ACTION ITEM A
Reproduce the listing verbatim, from its first line through the line containing "156L130 158L132 154L123", including both of those lines.

++++++

# Garden + Random Metal Poles + Lightning = ?



## JustRandy (May 28, 2013)

I'm thinking of building a clothesline type trellis 10ft over my garden from which to hang strings for my plants to climb. If I built this thing out of metal poles and lightning strikes it, even though I'll use polypropylene string, I'd imagine all my plants would be immediately vaporized. Popcorn anyone? 

I guess my questions are:

Could I use a lightning rod system to protect the plants? Or would the plants still be killed even if the cable grounded most of the juice?

Should I use all wood instead, for fear of lightning? Since trees are still hit, would wood even be much of a protection? Would I still need lightning rods?

What protection do greenhouses have?

With all the metal poles and random bamboo I have sticking up in the air, I've never thought about lightning before until now.


----------



## wannabechef (Nov 20, 2012)

I think you are worrying about a problem that is unlikely to happen and not worth the time spent worrying about.


----------



## geo in mi (Nov 14, 2008)

If I were that concerned about a lightrning strike, which I am not, I would drive a ground rod next to one of the metal uprights and make a good connection. 

If it's gonna happen, it's gonna happen, and the only other thing you could do is to grow your vegetables in woks......stir fry....

geo


----------



## JustRandy (May 28, 2013)

Open fields, metal poles... no worries?


----------



## Whistle Pig (May 13, 2013)

I run all my maters and vining plants on 1/2" EMT conduit and have never had a problem to my knowledge with lightening strikes. I plant out in wide open spaces. I will attach some photos for your reference.

++++++

ACTION ITEM B
In the thread about lightning and a garden trellis, what kind of string does JustRandy plan to use for the plants to climb?

++++++

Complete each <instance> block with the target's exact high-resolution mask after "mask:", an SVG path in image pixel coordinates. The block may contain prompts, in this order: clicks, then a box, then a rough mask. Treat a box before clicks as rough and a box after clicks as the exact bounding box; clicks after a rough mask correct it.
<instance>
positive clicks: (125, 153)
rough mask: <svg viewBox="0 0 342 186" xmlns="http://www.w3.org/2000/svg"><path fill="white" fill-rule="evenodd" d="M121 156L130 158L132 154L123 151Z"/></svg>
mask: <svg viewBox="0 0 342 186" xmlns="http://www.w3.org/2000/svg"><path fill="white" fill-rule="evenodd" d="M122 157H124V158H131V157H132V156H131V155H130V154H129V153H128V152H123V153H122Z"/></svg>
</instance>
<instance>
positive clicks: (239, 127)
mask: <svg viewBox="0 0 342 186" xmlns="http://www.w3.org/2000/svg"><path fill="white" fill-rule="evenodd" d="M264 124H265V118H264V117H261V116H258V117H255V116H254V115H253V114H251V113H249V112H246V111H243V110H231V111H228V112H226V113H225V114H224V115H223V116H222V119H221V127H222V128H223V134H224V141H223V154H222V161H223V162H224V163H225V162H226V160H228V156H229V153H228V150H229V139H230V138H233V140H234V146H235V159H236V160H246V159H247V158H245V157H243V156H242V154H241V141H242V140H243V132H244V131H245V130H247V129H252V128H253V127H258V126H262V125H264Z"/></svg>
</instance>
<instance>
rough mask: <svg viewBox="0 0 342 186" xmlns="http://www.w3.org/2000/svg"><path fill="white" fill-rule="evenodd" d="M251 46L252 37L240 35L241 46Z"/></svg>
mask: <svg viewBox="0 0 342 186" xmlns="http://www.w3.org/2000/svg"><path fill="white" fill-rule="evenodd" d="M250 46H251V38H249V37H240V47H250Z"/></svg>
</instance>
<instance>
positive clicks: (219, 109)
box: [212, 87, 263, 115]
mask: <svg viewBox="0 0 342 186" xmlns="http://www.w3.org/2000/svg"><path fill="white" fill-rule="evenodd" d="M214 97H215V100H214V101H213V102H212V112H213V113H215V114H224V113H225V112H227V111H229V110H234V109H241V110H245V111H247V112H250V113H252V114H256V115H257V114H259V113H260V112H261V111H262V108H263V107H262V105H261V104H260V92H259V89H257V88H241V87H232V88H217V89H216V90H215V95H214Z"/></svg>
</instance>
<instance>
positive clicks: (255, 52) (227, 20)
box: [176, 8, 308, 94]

++++++

OUTPUT A
Complete each <instance> block with the target's exact high-resolution mask after "mask:", an SVG path in image pixel coordinates. The block may contain prompts, in this order: clicks, then a box, then a rough mask. Treat a box before clicks as rough and a box after clicks as the exact bounding box; clicks after a rough mask correct it.
<instance>
positive clicks: (125, 153)
rough mask: <svg viewBox="0 0 342 186" xmlns="http://www.w3.org/2000/svg"><path fill="white" fill-rule="evenodd" d="M121 156L130 158L132 154L123 151Z"/></svg>

OUTPUT B
Polypropylene string.